• ENTRIES SUPPLIED:
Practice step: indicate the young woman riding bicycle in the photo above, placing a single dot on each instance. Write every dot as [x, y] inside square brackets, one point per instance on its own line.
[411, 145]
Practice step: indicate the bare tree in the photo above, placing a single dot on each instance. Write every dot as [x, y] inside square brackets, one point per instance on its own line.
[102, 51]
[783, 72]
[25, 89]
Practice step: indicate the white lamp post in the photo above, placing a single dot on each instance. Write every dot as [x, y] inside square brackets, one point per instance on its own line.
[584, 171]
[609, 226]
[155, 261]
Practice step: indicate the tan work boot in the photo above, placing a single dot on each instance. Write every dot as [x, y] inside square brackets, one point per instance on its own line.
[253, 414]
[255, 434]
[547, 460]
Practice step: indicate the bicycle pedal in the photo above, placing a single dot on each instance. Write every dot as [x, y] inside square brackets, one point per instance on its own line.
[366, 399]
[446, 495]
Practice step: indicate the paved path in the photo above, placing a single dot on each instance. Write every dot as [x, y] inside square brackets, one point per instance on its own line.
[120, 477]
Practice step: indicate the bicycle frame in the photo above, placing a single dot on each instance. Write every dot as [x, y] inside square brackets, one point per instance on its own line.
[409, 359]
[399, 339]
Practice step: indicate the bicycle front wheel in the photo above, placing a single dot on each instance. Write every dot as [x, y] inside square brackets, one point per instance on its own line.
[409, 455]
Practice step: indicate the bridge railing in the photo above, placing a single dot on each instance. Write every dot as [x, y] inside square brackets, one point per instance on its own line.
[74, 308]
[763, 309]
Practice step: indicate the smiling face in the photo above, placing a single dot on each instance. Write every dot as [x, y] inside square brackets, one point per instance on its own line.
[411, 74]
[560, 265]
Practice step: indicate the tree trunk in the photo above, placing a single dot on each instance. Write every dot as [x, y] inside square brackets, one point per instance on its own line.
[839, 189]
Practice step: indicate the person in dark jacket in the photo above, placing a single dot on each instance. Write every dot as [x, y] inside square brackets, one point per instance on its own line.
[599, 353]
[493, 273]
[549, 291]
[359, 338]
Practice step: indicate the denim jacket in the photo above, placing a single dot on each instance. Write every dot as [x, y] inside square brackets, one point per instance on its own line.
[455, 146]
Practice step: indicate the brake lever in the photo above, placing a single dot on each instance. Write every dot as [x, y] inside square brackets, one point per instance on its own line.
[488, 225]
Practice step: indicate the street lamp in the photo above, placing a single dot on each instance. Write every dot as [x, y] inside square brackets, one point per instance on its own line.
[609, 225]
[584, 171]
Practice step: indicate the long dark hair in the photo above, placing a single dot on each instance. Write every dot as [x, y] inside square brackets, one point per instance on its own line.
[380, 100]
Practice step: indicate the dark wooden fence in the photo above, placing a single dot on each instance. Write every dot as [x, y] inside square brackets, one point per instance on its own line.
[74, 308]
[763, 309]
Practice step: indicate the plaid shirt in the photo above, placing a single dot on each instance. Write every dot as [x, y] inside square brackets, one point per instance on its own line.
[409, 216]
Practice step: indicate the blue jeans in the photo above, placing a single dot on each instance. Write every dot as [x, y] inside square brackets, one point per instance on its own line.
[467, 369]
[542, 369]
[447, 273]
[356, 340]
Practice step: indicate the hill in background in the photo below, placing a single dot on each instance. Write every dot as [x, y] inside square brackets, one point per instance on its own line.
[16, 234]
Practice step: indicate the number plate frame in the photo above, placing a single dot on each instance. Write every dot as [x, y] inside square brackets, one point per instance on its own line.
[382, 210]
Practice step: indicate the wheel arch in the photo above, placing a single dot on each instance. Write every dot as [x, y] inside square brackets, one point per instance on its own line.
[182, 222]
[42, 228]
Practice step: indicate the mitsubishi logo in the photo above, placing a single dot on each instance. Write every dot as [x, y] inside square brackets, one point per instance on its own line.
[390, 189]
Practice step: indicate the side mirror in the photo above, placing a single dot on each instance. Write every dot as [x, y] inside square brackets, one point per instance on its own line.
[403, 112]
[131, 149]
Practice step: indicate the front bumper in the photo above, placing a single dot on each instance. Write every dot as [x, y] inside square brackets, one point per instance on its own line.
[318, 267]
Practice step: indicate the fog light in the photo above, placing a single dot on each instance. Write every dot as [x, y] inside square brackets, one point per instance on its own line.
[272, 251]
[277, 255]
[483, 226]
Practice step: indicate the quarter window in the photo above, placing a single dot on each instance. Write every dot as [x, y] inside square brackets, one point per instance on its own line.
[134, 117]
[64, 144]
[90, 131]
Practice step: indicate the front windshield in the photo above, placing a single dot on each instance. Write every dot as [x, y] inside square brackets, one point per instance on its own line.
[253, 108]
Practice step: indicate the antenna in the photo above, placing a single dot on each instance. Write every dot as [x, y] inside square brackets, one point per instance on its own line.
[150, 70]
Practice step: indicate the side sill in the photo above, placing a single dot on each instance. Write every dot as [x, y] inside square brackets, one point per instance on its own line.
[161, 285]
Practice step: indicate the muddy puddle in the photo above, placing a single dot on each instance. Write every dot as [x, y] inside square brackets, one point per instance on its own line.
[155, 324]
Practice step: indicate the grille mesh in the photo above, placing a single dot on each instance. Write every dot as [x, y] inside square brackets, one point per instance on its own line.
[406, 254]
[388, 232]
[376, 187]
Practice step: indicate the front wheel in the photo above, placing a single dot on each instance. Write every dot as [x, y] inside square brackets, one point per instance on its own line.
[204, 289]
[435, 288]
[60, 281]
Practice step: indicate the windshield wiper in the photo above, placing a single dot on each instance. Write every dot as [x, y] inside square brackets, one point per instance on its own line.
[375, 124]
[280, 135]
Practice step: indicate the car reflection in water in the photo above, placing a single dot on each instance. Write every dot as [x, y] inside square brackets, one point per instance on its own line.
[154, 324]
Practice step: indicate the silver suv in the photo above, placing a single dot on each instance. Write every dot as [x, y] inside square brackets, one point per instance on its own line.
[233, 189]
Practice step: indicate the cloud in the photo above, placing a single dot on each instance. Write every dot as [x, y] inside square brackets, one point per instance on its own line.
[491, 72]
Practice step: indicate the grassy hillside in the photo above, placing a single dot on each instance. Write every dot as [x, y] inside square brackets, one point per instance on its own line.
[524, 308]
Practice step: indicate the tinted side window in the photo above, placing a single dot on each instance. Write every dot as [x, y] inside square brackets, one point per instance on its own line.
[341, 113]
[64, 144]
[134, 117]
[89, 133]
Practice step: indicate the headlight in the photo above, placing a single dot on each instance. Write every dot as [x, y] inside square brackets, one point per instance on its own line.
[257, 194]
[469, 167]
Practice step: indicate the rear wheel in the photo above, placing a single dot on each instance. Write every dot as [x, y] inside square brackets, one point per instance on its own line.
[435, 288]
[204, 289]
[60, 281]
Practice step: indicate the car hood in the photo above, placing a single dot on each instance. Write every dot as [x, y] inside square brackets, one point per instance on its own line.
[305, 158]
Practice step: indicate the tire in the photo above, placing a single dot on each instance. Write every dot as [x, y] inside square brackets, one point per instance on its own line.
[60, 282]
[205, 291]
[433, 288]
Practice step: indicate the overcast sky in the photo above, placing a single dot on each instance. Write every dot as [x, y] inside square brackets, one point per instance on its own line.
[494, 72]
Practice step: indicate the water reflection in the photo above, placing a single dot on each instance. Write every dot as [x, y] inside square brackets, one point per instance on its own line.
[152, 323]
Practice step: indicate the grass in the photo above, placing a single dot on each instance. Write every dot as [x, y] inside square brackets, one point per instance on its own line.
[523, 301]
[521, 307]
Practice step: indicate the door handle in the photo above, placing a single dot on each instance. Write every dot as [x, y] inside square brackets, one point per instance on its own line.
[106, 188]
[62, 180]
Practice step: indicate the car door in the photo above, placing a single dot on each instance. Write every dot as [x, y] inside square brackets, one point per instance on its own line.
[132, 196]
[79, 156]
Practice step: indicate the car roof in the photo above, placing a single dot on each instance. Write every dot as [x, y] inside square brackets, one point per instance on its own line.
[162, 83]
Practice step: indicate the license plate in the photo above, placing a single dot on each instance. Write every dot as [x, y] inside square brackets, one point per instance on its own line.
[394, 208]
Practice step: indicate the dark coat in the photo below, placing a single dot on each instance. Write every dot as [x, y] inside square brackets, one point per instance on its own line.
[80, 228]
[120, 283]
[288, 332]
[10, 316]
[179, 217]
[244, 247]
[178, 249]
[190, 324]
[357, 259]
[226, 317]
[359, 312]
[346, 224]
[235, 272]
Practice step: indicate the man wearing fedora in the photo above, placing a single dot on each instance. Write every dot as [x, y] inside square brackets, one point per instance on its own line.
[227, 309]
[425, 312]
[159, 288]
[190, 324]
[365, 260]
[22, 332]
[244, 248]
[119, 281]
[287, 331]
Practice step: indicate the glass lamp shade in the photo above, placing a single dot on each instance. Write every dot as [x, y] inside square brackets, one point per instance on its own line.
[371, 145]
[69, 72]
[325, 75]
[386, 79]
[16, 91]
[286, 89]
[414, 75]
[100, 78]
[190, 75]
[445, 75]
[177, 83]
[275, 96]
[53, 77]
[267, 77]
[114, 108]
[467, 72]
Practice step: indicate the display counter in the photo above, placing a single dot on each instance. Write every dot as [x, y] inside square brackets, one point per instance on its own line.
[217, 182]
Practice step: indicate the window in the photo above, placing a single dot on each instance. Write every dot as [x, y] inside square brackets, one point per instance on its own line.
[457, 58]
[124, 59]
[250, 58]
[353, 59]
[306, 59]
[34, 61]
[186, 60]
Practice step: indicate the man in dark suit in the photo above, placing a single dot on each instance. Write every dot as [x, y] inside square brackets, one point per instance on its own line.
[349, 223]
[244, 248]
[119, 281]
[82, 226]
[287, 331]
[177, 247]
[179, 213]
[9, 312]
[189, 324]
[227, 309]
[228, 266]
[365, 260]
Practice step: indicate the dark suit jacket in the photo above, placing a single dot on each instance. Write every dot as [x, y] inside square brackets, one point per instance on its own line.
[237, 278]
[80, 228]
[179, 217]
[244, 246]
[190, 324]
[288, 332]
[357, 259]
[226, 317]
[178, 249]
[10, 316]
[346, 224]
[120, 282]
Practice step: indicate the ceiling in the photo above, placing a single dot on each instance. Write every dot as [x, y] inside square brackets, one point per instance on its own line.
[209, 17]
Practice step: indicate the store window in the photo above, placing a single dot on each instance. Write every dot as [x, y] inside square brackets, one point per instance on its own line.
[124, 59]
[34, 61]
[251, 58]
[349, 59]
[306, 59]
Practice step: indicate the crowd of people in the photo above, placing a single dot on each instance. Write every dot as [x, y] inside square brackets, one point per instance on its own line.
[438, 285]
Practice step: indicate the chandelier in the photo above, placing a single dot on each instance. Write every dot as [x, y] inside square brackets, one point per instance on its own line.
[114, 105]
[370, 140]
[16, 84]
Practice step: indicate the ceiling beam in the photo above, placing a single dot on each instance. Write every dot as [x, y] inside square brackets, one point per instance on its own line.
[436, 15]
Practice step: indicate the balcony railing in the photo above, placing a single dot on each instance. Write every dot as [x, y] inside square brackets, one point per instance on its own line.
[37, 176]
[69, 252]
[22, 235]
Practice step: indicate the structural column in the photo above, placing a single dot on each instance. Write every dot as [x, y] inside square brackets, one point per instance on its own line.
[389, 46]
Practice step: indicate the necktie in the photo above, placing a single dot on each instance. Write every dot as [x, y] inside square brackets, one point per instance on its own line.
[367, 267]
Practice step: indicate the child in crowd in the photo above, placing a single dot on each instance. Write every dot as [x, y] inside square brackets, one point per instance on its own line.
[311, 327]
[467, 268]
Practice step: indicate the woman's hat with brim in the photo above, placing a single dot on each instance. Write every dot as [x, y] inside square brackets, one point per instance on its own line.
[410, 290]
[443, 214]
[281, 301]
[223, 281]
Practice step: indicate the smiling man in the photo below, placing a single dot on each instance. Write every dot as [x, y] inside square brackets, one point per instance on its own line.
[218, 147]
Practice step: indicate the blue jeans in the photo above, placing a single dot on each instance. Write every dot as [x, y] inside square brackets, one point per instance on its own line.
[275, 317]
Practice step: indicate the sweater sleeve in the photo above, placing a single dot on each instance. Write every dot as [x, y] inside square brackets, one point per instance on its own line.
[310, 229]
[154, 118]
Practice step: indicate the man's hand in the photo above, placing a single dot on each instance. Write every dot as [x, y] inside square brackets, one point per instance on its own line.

• WORK TO DO: From the line that contains "Practice step: indicate the sweater" down to the last line of the listing above, repeat each line exactly, and include nothing else.

• TASK ANSWER:
Practice step: indicate the sweater sleeve in the photo above, placing a single dot on each instance. Write every dot as [x, y] inside square brackets, one point per instance on its own line.
[310, 229]
[154, 118]
Practice step: indicate the man's hand in the photo above, placing a single dot on each instance. Write every dot as [x, y] inside square brackets, one point per instance on its own line.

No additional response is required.